**Direction**
Extract every line in the listing below that contains the string "shelf", matching case exactly.

**Raw records**
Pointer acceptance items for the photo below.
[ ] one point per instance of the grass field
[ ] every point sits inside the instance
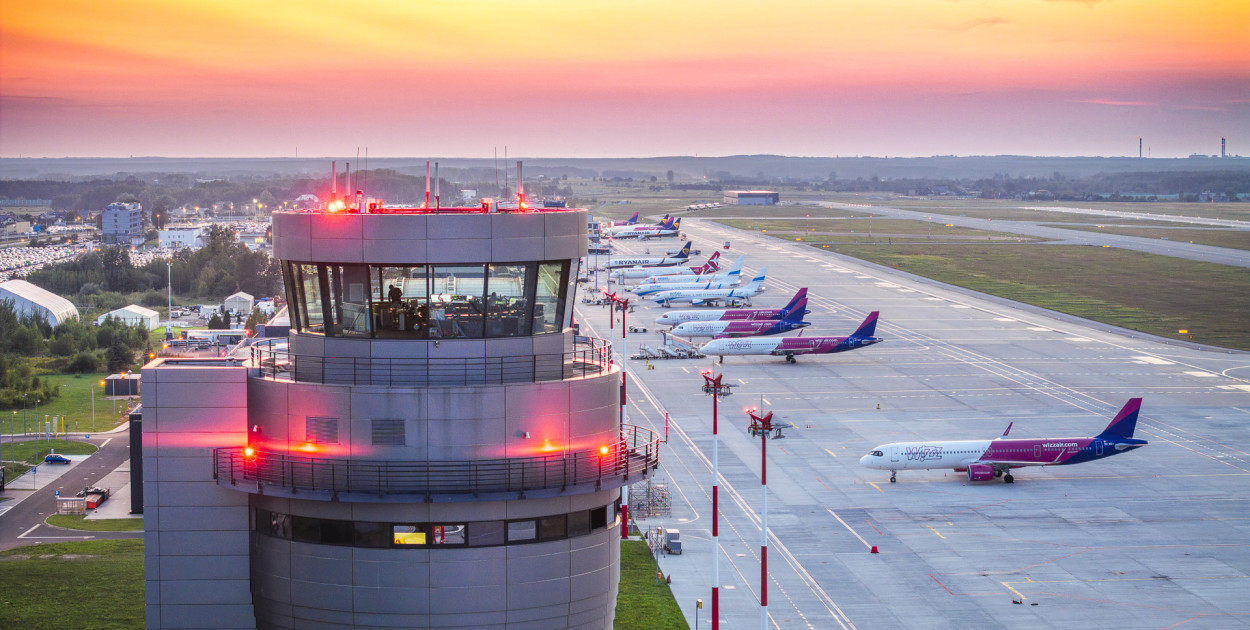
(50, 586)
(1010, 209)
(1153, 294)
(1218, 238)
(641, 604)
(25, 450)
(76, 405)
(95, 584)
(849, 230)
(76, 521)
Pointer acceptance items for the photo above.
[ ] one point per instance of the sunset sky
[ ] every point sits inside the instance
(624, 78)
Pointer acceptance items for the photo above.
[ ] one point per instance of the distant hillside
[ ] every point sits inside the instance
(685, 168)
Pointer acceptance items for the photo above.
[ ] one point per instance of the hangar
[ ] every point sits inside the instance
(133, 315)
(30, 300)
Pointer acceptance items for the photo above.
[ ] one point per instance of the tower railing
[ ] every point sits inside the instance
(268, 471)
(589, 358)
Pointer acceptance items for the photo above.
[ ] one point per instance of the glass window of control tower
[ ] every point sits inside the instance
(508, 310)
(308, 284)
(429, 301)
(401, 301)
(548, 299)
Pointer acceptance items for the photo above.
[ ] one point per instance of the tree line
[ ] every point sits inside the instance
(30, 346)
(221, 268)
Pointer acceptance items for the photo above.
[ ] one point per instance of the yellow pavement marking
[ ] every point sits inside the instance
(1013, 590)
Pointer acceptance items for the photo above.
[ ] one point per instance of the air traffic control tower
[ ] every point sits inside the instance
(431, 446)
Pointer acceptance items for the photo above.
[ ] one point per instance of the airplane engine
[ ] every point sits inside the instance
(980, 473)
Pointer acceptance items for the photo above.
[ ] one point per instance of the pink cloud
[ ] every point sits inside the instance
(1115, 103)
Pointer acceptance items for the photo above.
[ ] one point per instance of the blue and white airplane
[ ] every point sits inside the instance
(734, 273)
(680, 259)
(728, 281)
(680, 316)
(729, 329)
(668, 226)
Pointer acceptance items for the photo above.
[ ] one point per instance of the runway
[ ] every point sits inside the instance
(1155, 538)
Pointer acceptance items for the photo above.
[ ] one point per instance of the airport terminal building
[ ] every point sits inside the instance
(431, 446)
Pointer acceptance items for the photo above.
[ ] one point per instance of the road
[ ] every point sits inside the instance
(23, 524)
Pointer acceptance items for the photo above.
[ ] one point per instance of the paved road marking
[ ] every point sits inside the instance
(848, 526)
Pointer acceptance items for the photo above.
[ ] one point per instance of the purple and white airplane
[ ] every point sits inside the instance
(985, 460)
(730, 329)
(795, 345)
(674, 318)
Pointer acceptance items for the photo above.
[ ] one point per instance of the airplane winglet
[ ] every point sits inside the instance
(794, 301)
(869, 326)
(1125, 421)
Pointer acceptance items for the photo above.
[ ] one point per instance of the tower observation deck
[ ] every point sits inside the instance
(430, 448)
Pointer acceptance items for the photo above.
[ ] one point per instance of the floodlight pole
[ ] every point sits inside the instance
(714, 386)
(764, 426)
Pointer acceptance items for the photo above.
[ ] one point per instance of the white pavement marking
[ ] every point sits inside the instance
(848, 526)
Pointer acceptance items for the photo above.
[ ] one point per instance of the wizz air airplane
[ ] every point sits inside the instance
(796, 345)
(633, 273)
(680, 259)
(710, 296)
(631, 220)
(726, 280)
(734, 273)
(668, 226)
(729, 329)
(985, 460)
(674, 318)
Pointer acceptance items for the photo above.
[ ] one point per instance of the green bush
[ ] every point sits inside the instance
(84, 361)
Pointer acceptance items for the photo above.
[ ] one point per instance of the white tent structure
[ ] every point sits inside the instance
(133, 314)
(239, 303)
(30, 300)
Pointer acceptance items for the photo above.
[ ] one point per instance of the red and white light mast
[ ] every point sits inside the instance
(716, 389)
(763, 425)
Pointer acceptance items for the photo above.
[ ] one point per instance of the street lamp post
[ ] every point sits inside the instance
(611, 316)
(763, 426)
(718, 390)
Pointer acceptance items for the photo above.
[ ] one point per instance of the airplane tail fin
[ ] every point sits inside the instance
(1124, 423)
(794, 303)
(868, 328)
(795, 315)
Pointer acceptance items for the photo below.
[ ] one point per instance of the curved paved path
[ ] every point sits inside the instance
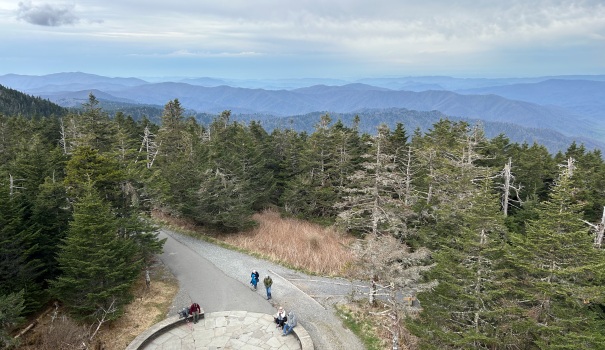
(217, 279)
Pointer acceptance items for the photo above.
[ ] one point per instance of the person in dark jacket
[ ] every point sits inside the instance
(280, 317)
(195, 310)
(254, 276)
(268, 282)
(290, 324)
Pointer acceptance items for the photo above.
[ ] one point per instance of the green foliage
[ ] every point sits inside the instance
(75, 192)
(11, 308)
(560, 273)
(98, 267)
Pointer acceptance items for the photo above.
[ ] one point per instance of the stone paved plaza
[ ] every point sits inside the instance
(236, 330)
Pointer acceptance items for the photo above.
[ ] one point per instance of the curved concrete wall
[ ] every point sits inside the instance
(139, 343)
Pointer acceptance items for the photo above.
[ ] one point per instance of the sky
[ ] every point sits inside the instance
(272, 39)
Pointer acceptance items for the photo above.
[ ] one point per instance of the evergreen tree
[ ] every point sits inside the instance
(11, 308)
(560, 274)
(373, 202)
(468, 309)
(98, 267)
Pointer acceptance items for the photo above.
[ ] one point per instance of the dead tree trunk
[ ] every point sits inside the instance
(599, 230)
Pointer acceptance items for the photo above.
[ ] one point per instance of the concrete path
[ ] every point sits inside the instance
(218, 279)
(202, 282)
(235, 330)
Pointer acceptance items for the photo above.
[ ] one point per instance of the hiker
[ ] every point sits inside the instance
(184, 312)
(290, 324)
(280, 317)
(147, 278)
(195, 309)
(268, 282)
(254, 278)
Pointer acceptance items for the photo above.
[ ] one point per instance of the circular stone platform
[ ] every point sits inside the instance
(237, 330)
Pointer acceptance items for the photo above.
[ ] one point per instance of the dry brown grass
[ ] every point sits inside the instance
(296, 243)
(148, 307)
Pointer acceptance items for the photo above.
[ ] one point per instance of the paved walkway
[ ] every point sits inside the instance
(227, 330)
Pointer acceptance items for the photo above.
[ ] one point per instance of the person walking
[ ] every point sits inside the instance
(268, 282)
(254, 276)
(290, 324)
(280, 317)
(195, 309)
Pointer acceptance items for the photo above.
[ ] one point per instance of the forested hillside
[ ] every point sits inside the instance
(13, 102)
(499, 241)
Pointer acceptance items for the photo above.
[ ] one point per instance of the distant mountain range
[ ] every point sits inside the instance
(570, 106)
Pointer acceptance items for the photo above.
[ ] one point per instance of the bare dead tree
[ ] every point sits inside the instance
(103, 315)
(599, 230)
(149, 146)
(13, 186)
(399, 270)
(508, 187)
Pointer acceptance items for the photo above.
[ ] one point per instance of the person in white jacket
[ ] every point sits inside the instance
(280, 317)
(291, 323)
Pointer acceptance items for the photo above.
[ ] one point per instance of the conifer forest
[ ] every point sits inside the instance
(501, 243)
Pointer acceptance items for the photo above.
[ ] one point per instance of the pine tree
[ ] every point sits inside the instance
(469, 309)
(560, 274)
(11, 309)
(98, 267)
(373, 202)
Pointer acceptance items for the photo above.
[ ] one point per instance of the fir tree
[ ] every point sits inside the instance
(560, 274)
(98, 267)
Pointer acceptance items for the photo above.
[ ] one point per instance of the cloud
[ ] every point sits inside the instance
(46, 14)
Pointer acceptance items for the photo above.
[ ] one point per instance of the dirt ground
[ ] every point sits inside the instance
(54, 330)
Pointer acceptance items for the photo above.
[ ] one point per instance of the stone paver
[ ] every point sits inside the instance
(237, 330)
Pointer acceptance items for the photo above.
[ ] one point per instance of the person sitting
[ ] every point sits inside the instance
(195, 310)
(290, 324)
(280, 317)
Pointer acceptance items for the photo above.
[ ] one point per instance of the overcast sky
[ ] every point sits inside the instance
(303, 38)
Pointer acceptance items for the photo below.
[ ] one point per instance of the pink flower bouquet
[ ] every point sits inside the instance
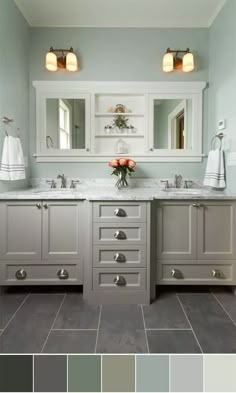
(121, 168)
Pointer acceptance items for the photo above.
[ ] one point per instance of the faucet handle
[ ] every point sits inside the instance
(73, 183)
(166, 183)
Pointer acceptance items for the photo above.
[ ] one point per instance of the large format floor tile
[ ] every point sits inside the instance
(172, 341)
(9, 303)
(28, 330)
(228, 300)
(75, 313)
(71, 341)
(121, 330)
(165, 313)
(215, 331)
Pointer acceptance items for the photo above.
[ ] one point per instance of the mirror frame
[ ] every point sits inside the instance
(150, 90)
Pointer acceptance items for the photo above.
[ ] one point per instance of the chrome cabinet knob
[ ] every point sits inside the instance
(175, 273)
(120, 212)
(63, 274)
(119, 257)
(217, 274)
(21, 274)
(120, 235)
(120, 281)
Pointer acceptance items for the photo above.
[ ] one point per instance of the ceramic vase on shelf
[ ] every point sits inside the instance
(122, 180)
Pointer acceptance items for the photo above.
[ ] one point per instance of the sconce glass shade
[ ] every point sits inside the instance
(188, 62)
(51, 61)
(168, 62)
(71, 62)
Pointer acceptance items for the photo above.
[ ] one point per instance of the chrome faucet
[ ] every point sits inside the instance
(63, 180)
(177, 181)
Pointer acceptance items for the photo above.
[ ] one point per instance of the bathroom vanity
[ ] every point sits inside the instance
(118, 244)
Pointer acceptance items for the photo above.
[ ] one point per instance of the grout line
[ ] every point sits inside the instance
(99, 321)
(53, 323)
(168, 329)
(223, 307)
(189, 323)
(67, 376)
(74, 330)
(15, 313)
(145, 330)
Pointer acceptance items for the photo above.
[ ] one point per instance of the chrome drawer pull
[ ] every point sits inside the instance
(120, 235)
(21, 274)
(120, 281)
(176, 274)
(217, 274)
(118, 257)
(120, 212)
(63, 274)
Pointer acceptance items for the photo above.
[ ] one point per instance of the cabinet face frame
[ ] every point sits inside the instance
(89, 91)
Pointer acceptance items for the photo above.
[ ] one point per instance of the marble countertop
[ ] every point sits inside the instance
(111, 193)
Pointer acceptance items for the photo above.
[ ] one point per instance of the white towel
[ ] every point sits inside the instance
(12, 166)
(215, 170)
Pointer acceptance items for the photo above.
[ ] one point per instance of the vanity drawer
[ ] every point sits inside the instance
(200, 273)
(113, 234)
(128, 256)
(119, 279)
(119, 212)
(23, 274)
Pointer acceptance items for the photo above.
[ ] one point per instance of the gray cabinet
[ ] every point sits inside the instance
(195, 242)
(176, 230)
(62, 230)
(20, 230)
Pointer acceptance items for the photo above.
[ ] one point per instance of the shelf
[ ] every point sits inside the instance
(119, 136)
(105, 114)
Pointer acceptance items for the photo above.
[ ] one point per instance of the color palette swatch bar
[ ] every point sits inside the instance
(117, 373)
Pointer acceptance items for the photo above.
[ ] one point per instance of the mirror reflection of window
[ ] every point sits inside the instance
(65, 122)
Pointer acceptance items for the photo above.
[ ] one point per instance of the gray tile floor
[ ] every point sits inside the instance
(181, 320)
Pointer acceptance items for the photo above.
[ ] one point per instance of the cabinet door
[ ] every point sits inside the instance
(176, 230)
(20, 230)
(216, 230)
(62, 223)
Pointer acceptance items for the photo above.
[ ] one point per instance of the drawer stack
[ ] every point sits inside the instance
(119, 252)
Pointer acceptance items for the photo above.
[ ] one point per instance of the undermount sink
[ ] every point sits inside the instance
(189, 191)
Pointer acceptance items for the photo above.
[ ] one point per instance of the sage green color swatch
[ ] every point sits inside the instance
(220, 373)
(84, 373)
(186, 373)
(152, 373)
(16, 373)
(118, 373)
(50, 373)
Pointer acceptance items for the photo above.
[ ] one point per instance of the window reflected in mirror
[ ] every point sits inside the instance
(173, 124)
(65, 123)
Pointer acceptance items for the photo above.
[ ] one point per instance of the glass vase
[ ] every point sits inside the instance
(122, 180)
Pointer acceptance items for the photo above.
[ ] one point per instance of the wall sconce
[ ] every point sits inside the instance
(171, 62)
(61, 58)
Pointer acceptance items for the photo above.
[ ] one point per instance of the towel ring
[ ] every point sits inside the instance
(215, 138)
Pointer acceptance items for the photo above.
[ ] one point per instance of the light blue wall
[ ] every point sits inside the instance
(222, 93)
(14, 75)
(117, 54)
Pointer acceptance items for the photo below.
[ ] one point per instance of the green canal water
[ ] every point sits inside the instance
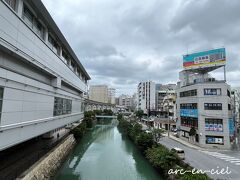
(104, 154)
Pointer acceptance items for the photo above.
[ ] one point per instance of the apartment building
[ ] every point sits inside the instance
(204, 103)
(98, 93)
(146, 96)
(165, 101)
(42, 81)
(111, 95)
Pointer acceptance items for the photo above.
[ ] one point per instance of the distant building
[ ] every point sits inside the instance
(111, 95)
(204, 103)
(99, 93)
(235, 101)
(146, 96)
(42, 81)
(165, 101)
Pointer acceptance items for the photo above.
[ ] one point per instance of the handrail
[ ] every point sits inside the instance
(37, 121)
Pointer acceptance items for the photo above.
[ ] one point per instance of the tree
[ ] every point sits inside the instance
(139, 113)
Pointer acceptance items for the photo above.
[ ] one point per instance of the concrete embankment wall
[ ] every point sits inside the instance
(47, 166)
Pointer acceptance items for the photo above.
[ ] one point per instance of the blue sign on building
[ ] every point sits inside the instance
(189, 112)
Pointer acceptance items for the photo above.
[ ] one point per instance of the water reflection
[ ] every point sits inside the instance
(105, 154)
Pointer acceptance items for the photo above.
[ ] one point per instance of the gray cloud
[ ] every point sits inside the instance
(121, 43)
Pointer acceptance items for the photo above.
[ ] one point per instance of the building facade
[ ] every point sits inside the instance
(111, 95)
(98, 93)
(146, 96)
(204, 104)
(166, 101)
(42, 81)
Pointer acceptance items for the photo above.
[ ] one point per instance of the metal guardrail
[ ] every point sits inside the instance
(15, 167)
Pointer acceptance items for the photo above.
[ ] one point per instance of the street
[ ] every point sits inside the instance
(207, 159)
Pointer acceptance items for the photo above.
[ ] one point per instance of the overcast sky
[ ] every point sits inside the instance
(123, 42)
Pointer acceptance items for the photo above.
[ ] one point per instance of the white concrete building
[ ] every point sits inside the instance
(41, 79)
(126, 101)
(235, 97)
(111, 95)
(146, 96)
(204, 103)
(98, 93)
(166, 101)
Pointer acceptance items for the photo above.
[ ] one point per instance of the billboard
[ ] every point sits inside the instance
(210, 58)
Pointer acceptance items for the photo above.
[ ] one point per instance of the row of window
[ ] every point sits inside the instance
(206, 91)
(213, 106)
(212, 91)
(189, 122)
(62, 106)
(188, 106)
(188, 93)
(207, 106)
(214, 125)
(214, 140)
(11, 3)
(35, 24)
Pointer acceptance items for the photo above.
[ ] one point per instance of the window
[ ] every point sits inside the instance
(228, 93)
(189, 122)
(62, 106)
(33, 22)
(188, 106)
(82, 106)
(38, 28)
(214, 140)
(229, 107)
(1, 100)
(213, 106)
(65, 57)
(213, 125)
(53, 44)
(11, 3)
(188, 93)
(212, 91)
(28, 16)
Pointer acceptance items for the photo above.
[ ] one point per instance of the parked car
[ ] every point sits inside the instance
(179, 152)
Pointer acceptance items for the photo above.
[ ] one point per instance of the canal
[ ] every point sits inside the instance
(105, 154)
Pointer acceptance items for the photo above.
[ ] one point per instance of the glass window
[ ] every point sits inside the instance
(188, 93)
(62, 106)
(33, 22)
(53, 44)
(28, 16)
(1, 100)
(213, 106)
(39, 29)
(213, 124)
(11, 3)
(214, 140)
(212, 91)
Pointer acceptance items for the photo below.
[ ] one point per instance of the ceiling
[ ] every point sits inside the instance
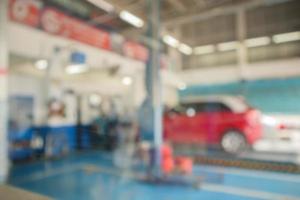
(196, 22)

**Answer to the task**
[ ] one point per instance of the ceramic vase on shelf
[ ] one point per instance of the shelf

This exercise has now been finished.